Word for word, give again the line holding "Where can the green foliage" and each line after it to the end of the listing below.

-------------------------

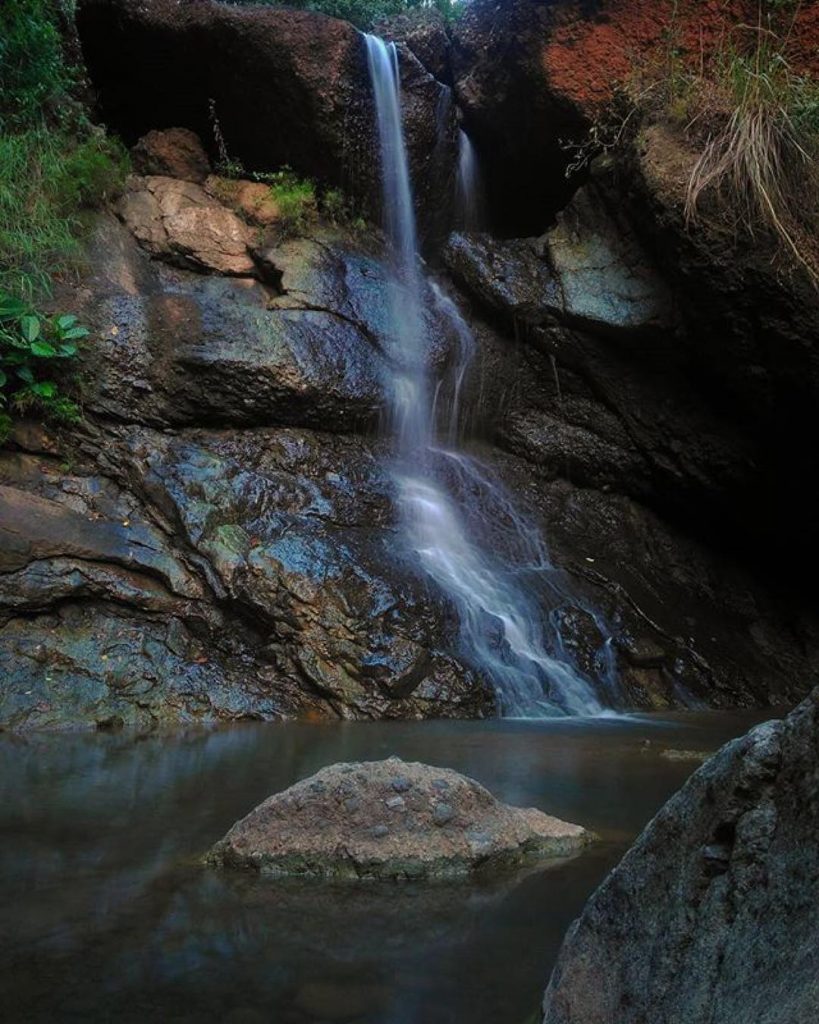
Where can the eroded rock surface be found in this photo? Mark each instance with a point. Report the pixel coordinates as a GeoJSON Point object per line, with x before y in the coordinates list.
{"type": "Point", "coordinates": [175, 153]}
{"type": "Point", "coordinates": [710, 918]}
{"type": "Point", "coordinates": [391, 819]}
{"type": "Point", "coordinates": [287, 87]}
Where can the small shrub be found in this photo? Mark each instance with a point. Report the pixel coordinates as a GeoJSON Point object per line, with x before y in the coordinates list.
{"type": "Point", "coordinates": [33, 73]}
{"type": "Point", "coordinates": [752, 119]}
{"type": "Point", "coordinates": [761, 145]}
{"type": "Point", "coordinates": [363, 13]}
{"type": "Point", "coordinates": [36, 355]}
{"type": "Point", "coordinates": [295, 198]}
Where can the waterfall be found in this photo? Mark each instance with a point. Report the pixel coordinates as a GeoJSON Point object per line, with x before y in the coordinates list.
{"type": "Point", "coordinates": [448, 500]}
{"type": "Point", "coordinates": [469, 187]}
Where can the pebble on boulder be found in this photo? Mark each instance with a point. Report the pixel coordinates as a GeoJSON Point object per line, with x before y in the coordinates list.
{"type": "Point", "coordinates": [347, 822]}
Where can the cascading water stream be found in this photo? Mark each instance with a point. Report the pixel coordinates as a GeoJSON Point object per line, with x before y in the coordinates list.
{"type": "Point", "coordinates": [446, 498]}
{"type": "Point", "coordinates": [469, 186]}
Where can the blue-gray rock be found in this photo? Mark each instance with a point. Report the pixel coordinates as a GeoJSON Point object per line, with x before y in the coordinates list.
{"type": "Point", "coordinates": [301, 832]}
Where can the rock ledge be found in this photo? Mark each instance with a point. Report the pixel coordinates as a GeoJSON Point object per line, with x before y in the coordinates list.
{"type": "Point", "coordinates": [390, 819]}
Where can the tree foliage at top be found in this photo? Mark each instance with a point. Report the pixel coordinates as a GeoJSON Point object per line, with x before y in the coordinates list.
{"type": "Point", "coordinates": [363, 13]}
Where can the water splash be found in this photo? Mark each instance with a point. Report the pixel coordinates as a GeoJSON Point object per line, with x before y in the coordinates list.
{"type": "Point", "coordinates": [469, 186]}
{"type": "Point", "coordinates": [508, 605]}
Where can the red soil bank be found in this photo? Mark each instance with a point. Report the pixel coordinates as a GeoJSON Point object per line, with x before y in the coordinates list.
{"type": "Point", "coordinates": [587, 57]}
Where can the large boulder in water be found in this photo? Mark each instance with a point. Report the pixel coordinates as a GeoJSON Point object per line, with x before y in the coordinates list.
{"type": "Point", "coordinates": [390, 819]}
{"type": "Point", "coordinates": [712, 914]}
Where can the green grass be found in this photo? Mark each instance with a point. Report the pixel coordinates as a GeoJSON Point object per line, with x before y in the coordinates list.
{"type": "Point", "coordinates": [33, 73]}
{"type": "Point", "coordinates": [363, 13]}
{"type": "Point", "coordinates": [760, 143]}
{"type": "Point", "coordinates": [47, 178]}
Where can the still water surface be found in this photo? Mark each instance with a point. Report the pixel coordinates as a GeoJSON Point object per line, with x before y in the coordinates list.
{"type": "Point", "coordinates": [105, 914]}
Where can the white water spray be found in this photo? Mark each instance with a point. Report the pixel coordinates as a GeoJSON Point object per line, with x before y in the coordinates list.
{"type": "Point", "coordinates": [447, 500]}
{"type": "Point", "coordinates": [469, 186]}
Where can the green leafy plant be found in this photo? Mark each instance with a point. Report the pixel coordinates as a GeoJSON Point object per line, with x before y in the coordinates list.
{"type": "Point", "coordinates": [46, 180]}
{"type": "Point", "coordinates": [295, 198]}
{"type": "Point", "coordinates": [33, 73]}
{"type": "Point", "coordinates": [37, 353]}
{"type": "Point", "coordinates": [761, 142]}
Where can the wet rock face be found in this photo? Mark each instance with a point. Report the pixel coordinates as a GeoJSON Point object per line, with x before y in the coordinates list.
{"type": "Point", "coordinates": [390, 819]}
{"type": "Point", "coordinates": [207, 577]}
{"type": "Point", "coordinates": [710, 916]}
{"type": "Point", "coordinates": [286, 87]}
{"type": "Point", "coordinates": [516, 122]}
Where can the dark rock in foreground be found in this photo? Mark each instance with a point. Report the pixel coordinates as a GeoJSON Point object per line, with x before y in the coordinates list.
{"type": "Point", "coordinates": [390, 819]}
{"type": "Point", "coordinates": [712, 915]}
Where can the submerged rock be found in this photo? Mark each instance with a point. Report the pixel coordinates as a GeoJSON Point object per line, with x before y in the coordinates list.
{"type": "Point", "coordinates": [390, 819]}
{"type": "Point", "coordinates": [175, 153]}
{"type": "Point", "coordinates": [712, 915]}
{"type": "Point", "coordinates": [273, 86]}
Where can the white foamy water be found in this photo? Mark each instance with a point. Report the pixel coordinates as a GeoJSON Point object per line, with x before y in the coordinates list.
{"type": "Point", "coordinates": [465, 528]}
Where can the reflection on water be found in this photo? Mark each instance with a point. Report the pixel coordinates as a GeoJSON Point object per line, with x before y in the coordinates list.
{"type": "Point", "coordinates": [104, 912]}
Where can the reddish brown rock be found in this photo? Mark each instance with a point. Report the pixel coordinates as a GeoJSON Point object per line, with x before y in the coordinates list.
{"type": "Point", "coordinates": [391, 819]}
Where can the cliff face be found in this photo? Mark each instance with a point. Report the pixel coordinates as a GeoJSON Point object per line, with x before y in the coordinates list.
{"type": "Point", "coordinates": [219, 540]}
{"type": "Point", "coordinates": [710, 915]}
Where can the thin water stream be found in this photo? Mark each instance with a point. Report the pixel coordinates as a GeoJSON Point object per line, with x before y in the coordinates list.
{"type": "Point", "coordinates": [505, 596]}
{"type": "Point", "coordinates": [105, 913]}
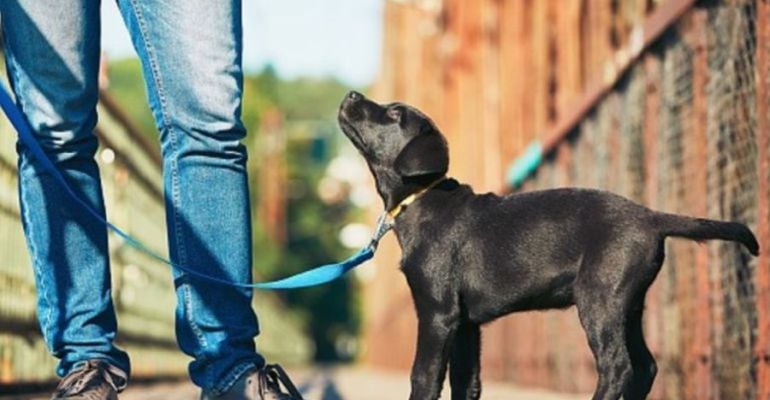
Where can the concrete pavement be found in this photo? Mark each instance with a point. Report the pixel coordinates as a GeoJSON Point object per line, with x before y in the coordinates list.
{"type": "Point", "coordinates": [346, 383]}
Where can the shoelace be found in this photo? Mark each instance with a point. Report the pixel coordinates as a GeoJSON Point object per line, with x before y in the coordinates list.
{"type": "Point", "coordinates": [82, 378]}
{"type": "Point", "coordinates": [271, 378]}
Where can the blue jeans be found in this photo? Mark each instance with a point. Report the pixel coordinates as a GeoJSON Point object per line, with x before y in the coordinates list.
{"type": "Point", "coordinates": [191, 56]}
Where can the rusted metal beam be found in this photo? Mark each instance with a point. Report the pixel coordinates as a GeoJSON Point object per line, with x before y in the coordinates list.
{"type": "Point", "coordinates": [699, 382]}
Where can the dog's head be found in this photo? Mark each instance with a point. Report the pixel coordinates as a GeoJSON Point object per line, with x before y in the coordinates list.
{"type": "Point", "coordinates": [402, 146]}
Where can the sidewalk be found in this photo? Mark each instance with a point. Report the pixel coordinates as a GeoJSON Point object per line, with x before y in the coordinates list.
{"type": "Point", "coordinates": [337, 384]}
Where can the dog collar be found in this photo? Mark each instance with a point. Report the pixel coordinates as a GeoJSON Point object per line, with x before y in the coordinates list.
{"type": "Point", "coordinates": [412, 197]}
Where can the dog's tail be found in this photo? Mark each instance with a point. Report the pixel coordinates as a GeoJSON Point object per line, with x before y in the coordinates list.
{"type": "Point", "coordinates": [704, 229]}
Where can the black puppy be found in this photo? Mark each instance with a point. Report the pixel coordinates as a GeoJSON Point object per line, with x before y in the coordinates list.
{"type": "Point", "coordinates": [469, 258]}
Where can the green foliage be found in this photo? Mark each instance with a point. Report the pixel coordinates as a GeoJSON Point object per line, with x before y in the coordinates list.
{"type": "Point", "coordinates": [310, 132]}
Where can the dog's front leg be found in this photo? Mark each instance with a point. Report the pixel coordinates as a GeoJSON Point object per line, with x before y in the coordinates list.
{"type": "Point", "coordinates": [434, 343]}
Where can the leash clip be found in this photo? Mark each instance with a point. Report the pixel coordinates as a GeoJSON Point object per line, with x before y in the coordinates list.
{"type": "Point", "coordinates": [383, 226]}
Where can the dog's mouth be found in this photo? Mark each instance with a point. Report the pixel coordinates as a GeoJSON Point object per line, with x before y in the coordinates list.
{"type": "Point", "coordinates": [352, 133]}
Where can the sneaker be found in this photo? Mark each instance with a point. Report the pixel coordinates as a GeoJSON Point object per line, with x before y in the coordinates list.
{"type": "Point", "coordinates": [260, 384]}
{"type": "Point", "coordinates": [93, 380]}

-------------------------

Result below
Where can the green foliage be found in this photo? Mark each instance with a point. Report the pixel coordinates as a GeoJSON Point object per line, with x before y in the coordinates list.
{"type": "Point", "coordinates": [310, 132]}
Where can the dog's front leg be found in this photo? Mark each instance with a point. Report the pixel coordinates as a GeoJSON Point object per line, with x before y in the coordinates list.
{"type": "Point", "coordinates": [434, 343]}
Where can the leash clip be found in this photo? Mark each instance with a point. Report the pixel coordinates as a GeoJSON Point object per line, with x before y in the coordinates list.
{"type": "Point", "coordinates": [383, 226]}
Where can the dog's mouth be found in this photo? Mark each instance with a point. Report the pixel coordinates as a GeoJSON Point object per line, with x before y in the coordinates list.
{"type": "Point", "coordinates": [352, 133]}
Where can the sneaker be found in this photo? Mark each instance with a point. Report the pixel coordinates as a GeoJSON Point object per line, with x before y in the coordinates list.
{"type": "Point", "coordinates": [260, 384]}
{"type": "Point", "coordinates": [93, 380]}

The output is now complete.